→ EXERCÍCIO
Devolva todas as linhas abaixo em que aparece a palavra "woman", levando em conta a diferença entre maiúsculas e minúsculas.

--- MATERIAL FORNECIDO ---

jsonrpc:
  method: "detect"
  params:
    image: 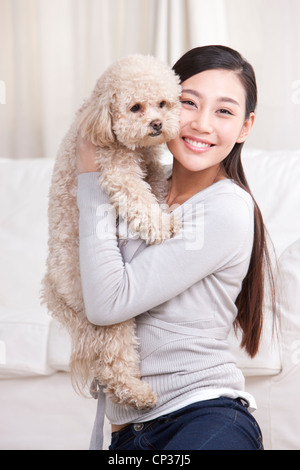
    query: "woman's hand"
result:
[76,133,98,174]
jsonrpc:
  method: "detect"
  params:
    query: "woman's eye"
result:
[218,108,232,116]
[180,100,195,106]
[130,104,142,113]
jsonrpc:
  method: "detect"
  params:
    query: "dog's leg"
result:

---
--- MATERIAL FORNECIDO ---

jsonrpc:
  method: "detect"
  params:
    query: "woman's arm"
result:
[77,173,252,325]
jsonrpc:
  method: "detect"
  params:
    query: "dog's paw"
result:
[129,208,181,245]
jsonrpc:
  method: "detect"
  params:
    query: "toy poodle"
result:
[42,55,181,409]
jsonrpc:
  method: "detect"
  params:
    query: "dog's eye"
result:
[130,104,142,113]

---
--- MATERIAL FORNECIDO ---

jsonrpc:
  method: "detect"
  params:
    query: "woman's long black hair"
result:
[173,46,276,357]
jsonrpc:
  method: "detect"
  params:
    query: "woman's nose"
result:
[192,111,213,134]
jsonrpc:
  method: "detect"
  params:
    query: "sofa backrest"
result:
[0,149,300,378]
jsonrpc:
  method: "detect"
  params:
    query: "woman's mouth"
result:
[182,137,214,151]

---

→ RESPOSTA
    query: "woman's hand"
    query: "woman's eye"
    query: "woman's arm"
    query: "woman's long black hair"
    query: "woman's nose"
    query: "woman's mouth"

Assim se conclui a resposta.